> [Task brief] Please extract every line from the data below that contains the word "carton".

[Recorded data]
---+---

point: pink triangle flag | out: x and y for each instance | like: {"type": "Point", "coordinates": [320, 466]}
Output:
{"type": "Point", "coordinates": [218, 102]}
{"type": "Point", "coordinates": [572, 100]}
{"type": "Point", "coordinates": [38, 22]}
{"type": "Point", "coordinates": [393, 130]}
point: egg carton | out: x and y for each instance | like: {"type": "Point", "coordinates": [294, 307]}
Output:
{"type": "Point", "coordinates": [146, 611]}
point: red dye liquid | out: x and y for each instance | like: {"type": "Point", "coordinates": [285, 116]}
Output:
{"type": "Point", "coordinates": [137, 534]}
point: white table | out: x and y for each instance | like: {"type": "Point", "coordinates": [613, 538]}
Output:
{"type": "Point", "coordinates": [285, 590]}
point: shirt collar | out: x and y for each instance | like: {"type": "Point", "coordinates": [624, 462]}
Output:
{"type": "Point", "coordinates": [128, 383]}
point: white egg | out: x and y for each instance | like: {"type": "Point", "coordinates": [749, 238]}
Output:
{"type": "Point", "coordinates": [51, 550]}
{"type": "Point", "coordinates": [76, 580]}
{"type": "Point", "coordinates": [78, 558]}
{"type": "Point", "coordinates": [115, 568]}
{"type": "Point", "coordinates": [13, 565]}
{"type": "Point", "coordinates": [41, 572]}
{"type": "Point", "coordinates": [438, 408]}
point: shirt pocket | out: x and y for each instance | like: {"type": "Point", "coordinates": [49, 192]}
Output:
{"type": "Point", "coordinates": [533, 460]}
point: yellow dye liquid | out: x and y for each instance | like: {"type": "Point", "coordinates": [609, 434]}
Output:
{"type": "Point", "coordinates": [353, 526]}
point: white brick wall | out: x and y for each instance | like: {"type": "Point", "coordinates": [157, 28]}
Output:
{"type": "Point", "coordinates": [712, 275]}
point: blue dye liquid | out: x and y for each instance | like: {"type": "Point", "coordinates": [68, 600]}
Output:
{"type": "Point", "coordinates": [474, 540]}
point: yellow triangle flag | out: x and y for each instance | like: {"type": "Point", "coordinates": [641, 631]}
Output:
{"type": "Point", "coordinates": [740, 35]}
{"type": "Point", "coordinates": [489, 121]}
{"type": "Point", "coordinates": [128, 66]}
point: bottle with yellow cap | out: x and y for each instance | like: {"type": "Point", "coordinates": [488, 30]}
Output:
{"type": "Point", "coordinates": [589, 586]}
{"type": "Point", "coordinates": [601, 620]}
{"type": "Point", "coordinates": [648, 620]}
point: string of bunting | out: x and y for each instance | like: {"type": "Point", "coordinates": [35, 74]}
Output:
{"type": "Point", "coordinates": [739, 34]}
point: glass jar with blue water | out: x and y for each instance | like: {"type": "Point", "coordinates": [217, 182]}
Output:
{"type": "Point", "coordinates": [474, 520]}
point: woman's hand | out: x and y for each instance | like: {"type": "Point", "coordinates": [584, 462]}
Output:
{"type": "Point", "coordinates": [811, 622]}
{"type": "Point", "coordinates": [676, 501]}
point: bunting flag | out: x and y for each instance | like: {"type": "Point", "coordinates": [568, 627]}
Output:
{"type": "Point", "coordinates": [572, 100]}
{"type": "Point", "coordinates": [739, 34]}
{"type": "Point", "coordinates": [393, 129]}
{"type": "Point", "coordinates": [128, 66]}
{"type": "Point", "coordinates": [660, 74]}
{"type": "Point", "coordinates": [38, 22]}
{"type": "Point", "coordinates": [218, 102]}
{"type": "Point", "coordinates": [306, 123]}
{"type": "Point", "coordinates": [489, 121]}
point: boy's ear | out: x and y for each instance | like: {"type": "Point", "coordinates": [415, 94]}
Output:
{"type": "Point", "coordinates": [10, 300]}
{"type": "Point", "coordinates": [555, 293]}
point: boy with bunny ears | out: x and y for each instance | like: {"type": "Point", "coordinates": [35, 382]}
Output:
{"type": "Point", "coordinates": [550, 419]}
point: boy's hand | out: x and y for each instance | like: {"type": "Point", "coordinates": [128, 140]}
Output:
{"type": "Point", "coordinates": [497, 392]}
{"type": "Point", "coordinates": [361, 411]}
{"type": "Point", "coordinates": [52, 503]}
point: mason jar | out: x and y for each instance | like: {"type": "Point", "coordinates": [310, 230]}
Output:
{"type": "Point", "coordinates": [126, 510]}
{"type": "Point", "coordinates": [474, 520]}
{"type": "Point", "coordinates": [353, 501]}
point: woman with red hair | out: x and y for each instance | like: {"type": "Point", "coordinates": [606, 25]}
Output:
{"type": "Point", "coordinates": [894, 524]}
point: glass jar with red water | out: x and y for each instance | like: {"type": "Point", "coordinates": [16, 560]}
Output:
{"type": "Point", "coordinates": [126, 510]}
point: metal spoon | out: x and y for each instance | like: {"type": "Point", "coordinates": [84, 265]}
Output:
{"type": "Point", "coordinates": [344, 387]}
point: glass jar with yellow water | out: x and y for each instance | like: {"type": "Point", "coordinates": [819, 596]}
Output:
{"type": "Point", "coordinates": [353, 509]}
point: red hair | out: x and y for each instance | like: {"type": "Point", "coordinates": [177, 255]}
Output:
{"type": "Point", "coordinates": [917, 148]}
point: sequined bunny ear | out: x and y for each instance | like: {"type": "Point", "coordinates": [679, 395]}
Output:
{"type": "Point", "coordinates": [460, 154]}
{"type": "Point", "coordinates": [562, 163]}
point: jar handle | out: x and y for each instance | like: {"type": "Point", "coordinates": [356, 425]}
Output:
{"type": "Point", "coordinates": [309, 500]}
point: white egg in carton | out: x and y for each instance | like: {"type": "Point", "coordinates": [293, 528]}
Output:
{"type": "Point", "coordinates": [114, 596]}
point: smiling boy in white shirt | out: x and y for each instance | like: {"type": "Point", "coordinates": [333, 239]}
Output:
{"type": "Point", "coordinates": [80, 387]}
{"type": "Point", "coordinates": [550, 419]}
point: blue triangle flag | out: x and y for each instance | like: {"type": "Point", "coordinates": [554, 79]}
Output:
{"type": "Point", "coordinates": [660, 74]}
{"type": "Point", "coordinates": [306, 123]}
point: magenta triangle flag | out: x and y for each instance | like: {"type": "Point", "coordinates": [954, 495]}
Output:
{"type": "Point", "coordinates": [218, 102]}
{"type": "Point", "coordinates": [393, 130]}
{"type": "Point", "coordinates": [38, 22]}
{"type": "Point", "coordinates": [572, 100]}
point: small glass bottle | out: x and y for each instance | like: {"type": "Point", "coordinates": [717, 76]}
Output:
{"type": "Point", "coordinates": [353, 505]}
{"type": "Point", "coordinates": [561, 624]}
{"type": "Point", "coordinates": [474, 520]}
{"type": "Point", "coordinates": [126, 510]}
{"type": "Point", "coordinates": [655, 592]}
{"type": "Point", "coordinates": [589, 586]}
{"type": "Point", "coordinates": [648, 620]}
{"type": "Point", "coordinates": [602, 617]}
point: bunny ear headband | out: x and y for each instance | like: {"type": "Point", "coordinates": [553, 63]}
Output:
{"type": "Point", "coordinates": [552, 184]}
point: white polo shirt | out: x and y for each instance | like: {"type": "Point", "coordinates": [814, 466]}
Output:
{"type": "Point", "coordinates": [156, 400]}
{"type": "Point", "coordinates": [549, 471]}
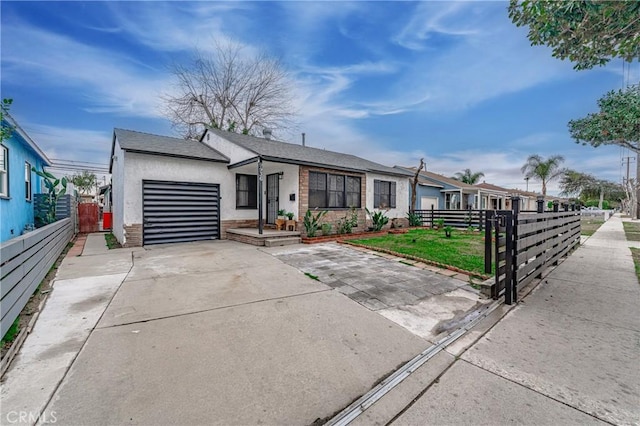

---+---

> [Output of the exercise]
point: egg carton | out: x and y for each instance | like: {"type": "Point", "coordinates": [294, 307]}
point: white egg in carton | out: x and y for each instance | like: {"type": "Point", "coordinates": [293, 528]}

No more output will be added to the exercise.